Introduction
The Securities and Exchange Board of India (“SEBI”) released five consultation papers on proposed changes in regulatory norms for alternative investment funds (“AIFs”), inviting comments from the public, on February 03, 2023. These consultation papers indicate the next generation of regulatory reforms that SEBI has planned for AIFs.
An overview of the SEBI proposals is provided below.
SEBI Proposals
- Replacing the five years’ experience criteria with certification requirement[1]: Under the current regime, Regulation 4 (g) of SEBI AIF Regulations requires five (5) years of “adequate experience” of managing pools of assets or wealth or portfolio management by at least one key managerial person. This is proposed to be replaced with the requirement of obtaining relevant certification from an institution notified by SEBI, for the key investment team as well as the compliance officer of the Manager of the AIF.

Using the information:
A - In the passage on SEBI's proposals for alternative investment funds, rewrite the part that begins with "Introduction" and ends with "planned for AIFs.", substituting "discussion papers" for "consultation papers".
B - List every word or phrase that the passage on SEBI's proposals for alternative investment funds places inside quotation marks.

Data extracts:
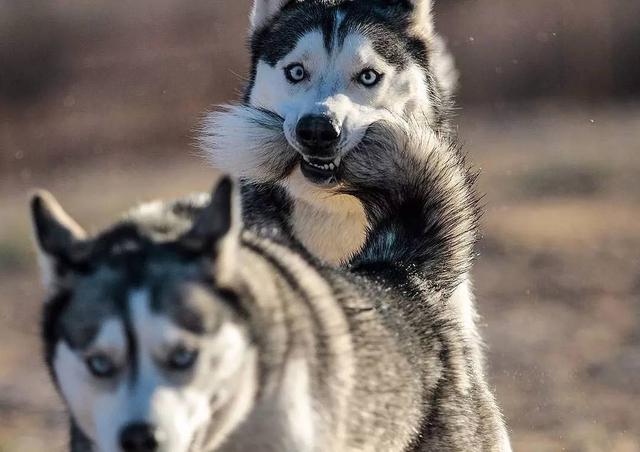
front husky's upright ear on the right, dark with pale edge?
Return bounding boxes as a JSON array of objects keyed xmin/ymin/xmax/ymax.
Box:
[{"xmin": 181, "ymin": 176, "xmax": 242, "ymax": 286}]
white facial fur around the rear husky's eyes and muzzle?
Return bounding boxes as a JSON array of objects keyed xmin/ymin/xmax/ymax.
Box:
[{"xmin": 249, "ymin": 29, "xmax": 431, "ymax": 157}]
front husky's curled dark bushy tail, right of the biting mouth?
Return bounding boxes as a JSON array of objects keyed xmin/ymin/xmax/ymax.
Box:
[{"xmin": 342, "ymin": 122, "xmax": 478, "ymax": 293}]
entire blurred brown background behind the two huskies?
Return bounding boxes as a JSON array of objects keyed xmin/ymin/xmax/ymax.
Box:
[{"xmin": 0, "ymin": 0, "xmax": 640, "ymax": 452}]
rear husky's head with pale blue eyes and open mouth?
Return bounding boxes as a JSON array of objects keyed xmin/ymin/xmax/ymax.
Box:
[{"xmin": 246, "ymin": 0, "xmax": 450, "ymax": 186}]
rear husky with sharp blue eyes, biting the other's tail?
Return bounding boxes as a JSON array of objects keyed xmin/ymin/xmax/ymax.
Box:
[{"xmin": 200, "ymin": 0, "xmax": 479, "ymax": 358}]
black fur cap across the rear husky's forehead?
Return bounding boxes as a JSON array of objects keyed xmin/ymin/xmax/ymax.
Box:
[{"xmin": 243, "ymin": 0, "xmax": 455, "ymax": 136}]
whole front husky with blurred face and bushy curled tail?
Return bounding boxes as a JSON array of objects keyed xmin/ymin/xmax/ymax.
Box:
[{"xmin": 32, "ymin": 122, "xmax": 510, "ymax": 452}]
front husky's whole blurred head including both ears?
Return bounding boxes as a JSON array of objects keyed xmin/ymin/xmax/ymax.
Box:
[{"xmin": 33, "ymin": 180, "xmax": 255, "ymax": 452}]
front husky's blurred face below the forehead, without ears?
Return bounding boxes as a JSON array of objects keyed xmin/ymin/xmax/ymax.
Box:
[{"xmin": 52, "ymin": 282, "xmax": 250, "ymax": 452}]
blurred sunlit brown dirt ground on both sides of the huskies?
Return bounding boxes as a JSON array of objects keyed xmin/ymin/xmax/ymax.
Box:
[{"xmin": 0, "ymin": 107, "xmax": 640, "ymax": 452}]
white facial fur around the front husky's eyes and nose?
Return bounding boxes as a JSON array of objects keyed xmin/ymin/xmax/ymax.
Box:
[{"xmin": 53, "ymin": 289, "xmax": 254, "ymax": 452}]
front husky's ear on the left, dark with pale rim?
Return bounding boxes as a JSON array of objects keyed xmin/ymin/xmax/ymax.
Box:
[{"xmin": 31, "ymin": 191, "xmax": 87, "ymax": 292}]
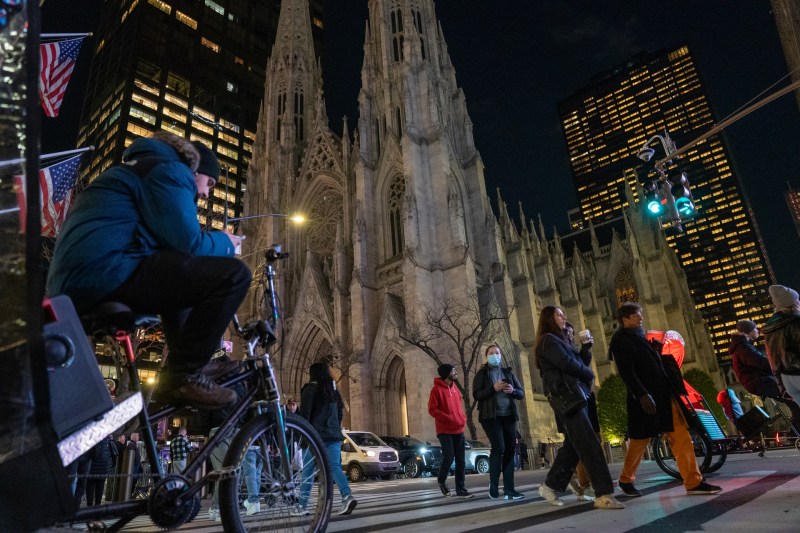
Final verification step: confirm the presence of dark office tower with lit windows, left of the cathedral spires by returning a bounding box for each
[78,0,323,228]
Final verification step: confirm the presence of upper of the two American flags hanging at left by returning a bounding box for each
[39,37,83,117]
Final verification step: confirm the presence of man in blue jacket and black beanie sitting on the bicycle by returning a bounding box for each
[47,132,251,409]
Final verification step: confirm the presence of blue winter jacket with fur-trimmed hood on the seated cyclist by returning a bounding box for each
[47,138,234,311]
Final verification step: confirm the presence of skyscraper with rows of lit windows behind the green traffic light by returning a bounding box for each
[559,45,774,361]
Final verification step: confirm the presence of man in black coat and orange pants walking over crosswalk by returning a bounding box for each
[609,302,722,497]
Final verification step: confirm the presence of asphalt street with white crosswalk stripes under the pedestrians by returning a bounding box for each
[114,463,800,533]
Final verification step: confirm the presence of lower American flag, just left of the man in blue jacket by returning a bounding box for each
[14,154,81,238]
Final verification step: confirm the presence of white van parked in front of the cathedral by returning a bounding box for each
[342,429,400,481]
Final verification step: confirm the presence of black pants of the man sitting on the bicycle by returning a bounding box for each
[105,250,251,376]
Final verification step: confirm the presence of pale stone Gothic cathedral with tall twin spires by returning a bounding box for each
[240,0,718,443]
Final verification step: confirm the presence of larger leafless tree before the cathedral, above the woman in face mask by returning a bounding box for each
[398,294,515,439]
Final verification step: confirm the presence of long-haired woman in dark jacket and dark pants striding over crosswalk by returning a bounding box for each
[534,305,625,509]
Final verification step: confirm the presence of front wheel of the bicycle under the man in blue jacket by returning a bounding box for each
[219,413,333,533]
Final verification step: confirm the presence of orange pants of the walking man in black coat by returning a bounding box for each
[619,398,703,490]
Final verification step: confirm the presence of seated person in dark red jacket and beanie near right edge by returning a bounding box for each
[728,320,800,429]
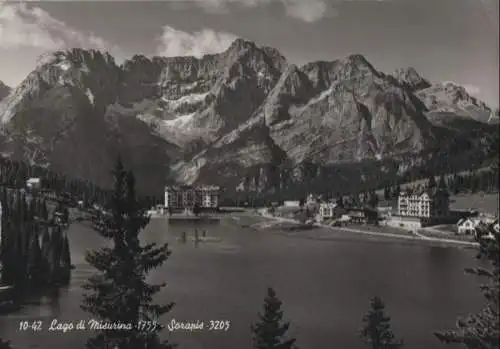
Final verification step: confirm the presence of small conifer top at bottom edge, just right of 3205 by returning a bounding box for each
[251,288,295,349]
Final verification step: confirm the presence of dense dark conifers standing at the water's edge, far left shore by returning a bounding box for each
[0,187,71,290]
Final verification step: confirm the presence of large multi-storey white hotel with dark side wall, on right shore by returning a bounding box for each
[397,189,450,218]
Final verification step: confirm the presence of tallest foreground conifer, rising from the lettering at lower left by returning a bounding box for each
[82,160,173,349]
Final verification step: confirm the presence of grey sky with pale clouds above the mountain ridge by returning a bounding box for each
[0,0,499,107]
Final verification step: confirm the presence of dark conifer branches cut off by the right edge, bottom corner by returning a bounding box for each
[435,225,500,349]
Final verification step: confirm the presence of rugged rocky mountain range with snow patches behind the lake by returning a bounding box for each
[0,39,498,193]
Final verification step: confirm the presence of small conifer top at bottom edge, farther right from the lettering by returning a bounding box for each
[360,297,403,349]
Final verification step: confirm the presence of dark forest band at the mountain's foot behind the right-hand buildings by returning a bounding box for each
[221,126,499,206]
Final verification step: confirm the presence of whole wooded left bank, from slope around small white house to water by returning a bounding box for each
[0,157,114,294]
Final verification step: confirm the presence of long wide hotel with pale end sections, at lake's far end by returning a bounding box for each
[165,185,219,209]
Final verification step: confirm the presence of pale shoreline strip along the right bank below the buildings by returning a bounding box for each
[251,215,479,248]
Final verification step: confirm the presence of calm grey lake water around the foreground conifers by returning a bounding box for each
[0,217,482,349]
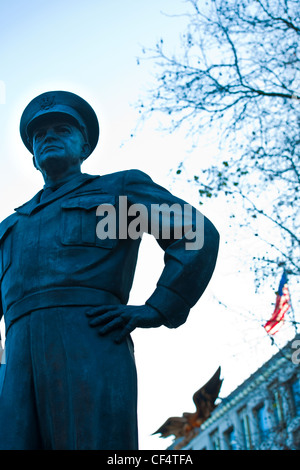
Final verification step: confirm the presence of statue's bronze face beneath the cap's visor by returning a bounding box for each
[32,118,89,175]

Answers to the tasks:
A -
Introduction
The Securities and Exchange Board of India (“SEBI”) released five discussion papers on proposed changes in regulatory norms for alternative investment funds (“AIFs”), inviting comments from the public, on February 03, 2023. These discussion papers indicate the next generation of regulatory reforms that SEBI has planned for AIFs.

B -
- SEBI
- AIFs
- adequate experience